* **List of tasks**
1 – List every word or phrase that the personal story about the eBay friend encloses in quotation marks.
2 – Carry on the personal story about the eBay friend from the point where it stops.

* **Text provided**
#####
With all the things going on in my life right now, you'd think an old story wouldn't be something on my mind. But sometimes things happen that bring those old stories back up to the surface. Today was one of those days.
I'd like to start off my saying I believe I give people the impression that I am "hard." Hard as in tough as nails and probably unfeeling. Even tough after therapy, I found myself in the position that people could see expressions on my face even if I didn't want them too, they probably weren't seeing the "real feelings" behind those reactions.
I know that I'm easily taken the wrong way. I don't know what to do about it. I think it affects my "approachability." That might be part of why I do not have many friends. I don't know what to do about it but I guess I tend to keep people at a distance so that I don't get my feelings hurt when they've misjudged me. So now to my story.....
Several years ago, I met a woman on the internet. Actually I met her through eBay. She bought a number of auctions from me and before you know it we became friends..........well, I thought we became friends. She sent me a present just out of the blue and it caught me off guard, I guess. I thought I could trust this woman.
We talked on the phone at least once a week.........and the conversations were long. We had a lot in common. She raised horses too.........although a different breed..........and was struggling to live her dream.
After a couple of years, one day out of the blue she invited herself to come stay with me. I rarely even have company at my house for a few minutes, let alone someone staying a week. I'm a very private person and having a house guest leaves me pretty exposed. I didn't really know what to say.........but I let her come.
She had decided to come during the Region 5 Arabian Horse Championships. I tried to warn her ahead of time that was a really busy time for me and I wouldn't have much time. She assured me that it would be fine. She's chip in and help......not to worry.
Just having to pick her up at the airport and take her back to fly out were huge sacrifices for me. I don't take my husband to the airport when he flys out. That facility is really tough for me between my double vision and my fear of places like that.......but I went for her.
I was showing four horses at this show. Let me say up front that showing one is a lot of work.............but four is absolutely crazy. I didn' t have any help. My granddaughter wasn't doing the horse thing then. I was on my own..........and now I had this house guest.
I thought it went ok. Things were really busy and she just kind of did her own thing. I asked her to help me a couple of times because she had told me ahead of time that she wanted to help.
#####
* **Provided records**
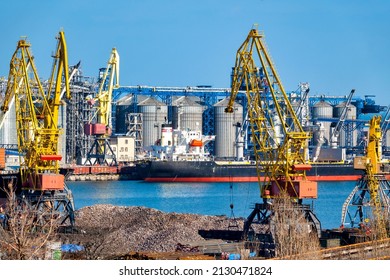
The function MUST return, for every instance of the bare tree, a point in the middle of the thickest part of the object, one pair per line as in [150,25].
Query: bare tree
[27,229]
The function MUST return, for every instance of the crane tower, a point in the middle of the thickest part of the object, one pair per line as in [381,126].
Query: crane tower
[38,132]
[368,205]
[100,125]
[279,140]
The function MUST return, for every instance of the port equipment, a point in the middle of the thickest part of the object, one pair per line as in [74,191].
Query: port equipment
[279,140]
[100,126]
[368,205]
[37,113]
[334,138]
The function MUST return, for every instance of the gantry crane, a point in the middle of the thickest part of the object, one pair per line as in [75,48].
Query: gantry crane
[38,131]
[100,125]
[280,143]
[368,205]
#####
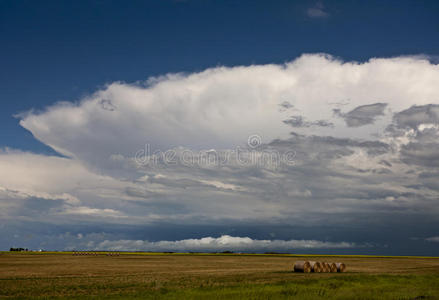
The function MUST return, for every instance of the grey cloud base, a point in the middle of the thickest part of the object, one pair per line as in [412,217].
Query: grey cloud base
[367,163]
#####
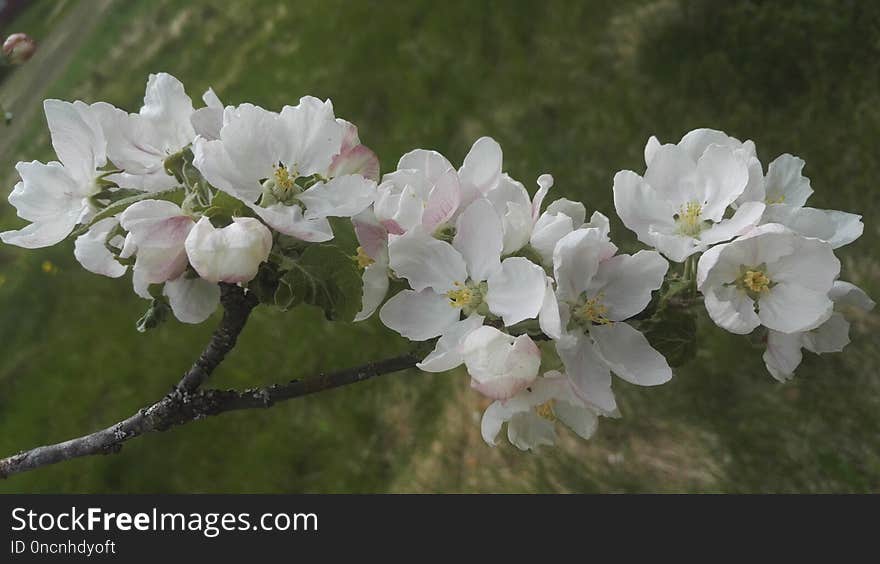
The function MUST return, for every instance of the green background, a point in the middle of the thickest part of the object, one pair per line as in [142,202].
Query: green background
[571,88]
#####
* **Expected outputs**
1 –
- hard
- real feelings
- approachability

2 –
I even took her on a special trip to the casino because she kept insisting she needed to go before she left. (I hardly ever go to the casino, only for my horse club's annual dinner meeting.) And I took her to a private showing of a pretty amazing stallion, even took her picture with him because she begged me to, although I probably could have gotten in trouble for it.
The point is I tried to be a good host even though it was really a bad time for me to have a house guest. It made my championships much more stressful but I went along with it because I thought this woman was my friend. I really put myself out there.
It wasn't until she got home that I realized that something had gone terribly wrong. I still don't know really what it was. All I know is I got this email telling me what a horrible person I was. She said I treated my husband, my child and my horses horribly and I didn't deserve to have someone like her for a friend. She never wanted to see or talk to me again.
To say I was devastated would be a gross understatement. I didn't know what hit me. I kept going over in my mind what had happened and I couldn't figure out what I had done that was so wrong.
A couple of my horse friends couldn't believe this woman either. They had met her during her stay and they thought things were fine too. I was really at a loss.
What this woman did to me was probably the worst rejection I have experienced since therapy. I had let this woman in closer than I normally allow and it had blown up in my face. It pretty much re-enforced I am better off sticking to myself. It's just less painful.
Why am I telling this story now? Well, today I felt the same kind of rejection again................and I just want to disappear.